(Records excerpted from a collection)
# # # # # # #

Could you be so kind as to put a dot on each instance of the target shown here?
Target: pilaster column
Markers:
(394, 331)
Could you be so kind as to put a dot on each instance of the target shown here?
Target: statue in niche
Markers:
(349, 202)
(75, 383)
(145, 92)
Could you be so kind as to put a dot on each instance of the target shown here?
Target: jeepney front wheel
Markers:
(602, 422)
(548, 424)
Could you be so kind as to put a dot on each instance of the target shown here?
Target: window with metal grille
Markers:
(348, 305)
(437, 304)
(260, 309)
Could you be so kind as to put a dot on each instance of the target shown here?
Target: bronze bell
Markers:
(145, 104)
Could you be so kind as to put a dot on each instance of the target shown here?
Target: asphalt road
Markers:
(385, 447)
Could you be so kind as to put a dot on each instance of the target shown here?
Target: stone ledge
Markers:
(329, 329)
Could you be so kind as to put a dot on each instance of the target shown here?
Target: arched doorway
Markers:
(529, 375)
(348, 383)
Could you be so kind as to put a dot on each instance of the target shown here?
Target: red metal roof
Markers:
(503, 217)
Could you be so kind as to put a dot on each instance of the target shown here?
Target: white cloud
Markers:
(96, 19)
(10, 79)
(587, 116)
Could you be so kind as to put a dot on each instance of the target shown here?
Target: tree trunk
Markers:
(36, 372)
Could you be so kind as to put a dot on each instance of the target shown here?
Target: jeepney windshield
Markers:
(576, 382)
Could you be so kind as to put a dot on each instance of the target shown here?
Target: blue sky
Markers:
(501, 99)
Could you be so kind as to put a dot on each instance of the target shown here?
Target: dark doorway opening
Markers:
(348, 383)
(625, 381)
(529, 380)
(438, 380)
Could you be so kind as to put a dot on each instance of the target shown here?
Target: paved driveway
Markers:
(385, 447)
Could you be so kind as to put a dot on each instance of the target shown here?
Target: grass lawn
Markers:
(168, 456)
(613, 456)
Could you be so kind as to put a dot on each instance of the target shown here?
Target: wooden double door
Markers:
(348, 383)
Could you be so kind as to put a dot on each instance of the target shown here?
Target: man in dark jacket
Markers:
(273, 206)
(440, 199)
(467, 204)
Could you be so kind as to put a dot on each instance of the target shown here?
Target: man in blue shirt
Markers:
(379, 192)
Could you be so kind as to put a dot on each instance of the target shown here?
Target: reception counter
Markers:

# # # # # # #

_WORK REQUEST_.
Look for the string "metal" in the data above and return every line that has it.

_SOLVED EXERCISE_.
Target: window with metal grille
Target: red metal roof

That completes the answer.